### Exercise prompt
Copy the records starting at the beginning and ending at the line containing "0,0,508,264", swapping "blue sky" for "clear sky" and leaving everything else unchanged.

——————

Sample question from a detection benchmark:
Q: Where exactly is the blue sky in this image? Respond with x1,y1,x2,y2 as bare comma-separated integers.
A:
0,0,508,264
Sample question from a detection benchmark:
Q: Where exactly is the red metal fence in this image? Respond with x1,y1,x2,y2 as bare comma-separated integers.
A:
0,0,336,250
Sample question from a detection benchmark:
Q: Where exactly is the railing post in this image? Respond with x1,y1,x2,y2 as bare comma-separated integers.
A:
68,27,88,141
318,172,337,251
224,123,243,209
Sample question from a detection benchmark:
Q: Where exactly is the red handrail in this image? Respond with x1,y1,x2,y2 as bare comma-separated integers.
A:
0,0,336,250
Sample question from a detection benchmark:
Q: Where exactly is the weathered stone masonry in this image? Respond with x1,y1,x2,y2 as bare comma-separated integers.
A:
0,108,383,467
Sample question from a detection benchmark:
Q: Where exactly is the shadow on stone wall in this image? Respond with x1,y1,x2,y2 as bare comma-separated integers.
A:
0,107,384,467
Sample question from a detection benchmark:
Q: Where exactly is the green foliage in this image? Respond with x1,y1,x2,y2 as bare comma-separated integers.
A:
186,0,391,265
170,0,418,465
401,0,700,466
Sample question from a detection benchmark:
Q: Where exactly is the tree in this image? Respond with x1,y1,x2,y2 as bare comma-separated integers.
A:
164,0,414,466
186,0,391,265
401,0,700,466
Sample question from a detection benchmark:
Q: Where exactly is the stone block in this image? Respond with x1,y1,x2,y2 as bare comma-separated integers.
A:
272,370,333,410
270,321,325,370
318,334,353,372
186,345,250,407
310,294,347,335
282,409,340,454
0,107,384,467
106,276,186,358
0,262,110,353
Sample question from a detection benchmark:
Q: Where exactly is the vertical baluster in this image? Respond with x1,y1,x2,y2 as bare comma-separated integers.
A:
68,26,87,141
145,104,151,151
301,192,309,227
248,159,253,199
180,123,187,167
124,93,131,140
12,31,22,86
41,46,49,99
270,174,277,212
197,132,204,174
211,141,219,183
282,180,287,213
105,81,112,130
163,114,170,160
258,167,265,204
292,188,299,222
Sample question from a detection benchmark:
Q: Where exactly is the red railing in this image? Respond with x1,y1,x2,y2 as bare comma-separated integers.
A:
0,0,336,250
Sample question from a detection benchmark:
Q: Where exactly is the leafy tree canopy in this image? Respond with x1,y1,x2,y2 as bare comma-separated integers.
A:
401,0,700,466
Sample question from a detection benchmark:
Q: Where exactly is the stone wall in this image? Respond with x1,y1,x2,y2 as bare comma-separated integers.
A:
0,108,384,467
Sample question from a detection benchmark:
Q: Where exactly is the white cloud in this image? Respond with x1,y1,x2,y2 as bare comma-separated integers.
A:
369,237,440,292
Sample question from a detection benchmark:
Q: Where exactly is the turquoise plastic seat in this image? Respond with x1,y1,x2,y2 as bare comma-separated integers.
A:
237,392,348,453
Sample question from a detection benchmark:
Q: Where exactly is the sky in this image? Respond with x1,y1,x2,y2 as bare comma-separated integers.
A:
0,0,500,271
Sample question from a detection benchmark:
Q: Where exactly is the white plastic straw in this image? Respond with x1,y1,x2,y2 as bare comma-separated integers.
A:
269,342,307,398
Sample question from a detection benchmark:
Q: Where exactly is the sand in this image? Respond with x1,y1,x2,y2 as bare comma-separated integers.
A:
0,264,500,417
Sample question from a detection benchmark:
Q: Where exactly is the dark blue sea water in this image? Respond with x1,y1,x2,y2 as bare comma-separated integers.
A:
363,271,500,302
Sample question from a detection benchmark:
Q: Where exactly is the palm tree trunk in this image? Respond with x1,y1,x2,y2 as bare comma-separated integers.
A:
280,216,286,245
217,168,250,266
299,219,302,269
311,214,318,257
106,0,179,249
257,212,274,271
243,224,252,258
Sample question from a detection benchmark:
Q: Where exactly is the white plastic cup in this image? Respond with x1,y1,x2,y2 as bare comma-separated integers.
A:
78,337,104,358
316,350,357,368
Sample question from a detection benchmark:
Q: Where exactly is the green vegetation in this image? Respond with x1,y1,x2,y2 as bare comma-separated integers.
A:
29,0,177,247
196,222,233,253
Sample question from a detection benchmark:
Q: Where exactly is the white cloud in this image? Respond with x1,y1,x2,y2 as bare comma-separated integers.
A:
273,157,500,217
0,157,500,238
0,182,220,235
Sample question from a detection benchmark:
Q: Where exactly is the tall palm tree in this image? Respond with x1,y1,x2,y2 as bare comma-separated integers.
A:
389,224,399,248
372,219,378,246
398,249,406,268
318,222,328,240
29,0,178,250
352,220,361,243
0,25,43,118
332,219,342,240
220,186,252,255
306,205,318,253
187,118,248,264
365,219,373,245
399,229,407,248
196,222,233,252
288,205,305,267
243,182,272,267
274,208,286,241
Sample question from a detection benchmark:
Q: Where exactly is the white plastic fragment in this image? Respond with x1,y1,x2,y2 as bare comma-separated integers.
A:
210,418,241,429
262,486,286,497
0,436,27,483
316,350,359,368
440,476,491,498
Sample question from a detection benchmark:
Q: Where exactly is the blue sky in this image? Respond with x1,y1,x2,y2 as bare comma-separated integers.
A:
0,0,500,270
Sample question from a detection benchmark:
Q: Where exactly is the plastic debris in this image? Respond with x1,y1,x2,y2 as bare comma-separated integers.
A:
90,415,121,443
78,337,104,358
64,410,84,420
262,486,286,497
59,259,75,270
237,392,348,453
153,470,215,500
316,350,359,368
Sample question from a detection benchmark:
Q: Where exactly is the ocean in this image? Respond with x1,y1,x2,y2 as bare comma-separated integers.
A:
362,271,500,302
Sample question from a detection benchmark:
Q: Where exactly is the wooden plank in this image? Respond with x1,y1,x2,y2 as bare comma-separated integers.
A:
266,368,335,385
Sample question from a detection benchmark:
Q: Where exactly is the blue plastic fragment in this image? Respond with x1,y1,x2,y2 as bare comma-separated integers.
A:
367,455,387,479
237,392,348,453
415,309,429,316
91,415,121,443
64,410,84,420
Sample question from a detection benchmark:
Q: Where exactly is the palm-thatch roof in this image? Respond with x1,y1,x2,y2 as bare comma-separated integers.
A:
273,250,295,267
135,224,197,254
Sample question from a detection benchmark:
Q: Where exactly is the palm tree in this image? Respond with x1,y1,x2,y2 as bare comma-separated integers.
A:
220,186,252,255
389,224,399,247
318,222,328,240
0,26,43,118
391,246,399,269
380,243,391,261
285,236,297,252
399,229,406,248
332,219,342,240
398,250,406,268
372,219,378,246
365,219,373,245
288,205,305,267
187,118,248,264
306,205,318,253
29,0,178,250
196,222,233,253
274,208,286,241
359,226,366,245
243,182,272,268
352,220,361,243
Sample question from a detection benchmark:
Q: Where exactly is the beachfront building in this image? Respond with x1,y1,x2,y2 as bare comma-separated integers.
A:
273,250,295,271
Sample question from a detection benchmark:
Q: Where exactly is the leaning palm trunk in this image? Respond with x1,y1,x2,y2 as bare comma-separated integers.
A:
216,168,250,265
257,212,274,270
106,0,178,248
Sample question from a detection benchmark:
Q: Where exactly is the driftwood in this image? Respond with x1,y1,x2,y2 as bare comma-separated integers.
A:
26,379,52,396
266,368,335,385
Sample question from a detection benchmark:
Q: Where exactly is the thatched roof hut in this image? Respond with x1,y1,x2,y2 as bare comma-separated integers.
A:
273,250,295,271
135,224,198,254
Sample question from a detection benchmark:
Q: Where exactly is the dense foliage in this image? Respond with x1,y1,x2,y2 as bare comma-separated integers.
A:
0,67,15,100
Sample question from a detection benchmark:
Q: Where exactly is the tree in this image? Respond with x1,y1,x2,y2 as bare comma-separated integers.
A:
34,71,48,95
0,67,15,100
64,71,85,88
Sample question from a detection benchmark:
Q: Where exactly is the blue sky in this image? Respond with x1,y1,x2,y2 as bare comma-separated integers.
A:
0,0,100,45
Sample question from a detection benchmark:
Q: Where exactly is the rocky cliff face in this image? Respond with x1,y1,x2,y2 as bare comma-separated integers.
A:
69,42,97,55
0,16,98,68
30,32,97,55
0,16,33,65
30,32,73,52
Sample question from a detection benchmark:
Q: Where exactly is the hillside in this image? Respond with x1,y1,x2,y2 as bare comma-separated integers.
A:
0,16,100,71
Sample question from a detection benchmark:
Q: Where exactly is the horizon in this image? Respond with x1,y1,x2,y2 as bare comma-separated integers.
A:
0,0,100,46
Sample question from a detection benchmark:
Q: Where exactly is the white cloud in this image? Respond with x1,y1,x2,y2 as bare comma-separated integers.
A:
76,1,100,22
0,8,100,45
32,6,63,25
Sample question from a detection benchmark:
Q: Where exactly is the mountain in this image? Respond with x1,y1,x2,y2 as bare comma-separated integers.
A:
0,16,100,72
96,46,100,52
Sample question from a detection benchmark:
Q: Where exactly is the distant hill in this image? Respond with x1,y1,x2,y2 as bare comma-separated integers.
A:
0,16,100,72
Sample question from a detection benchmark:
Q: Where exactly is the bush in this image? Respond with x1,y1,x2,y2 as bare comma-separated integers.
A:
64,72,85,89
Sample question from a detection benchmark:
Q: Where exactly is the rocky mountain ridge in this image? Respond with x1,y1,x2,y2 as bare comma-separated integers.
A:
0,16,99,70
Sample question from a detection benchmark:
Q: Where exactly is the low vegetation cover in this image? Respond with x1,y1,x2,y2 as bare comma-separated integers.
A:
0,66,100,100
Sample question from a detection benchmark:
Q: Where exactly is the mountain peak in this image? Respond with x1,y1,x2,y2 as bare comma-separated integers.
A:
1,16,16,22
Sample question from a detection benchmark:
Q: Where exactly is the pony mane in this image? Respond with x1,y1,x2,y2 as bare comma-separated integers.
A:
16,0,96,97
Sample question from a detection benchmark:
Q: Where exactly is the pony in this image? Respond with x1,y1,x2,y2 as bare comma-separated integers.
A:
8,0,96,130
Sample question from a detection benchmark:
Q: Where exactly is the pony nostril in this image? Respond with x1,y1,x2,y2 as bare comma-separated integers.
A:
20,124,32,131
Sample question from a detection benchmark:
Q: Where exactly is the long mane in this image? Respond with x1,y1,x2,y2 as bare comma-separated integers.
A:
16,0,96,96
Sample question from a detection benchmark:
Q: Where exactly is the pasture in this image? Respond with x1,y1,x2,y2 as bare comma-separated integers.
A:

——————

### Reply to the task
Sample question from a detection benchmark:
Q: Where exactly is the clear sky in this image? Respond with x1,y1,x2,y2 as bare comma-separated integers.
A:
0,0,508,264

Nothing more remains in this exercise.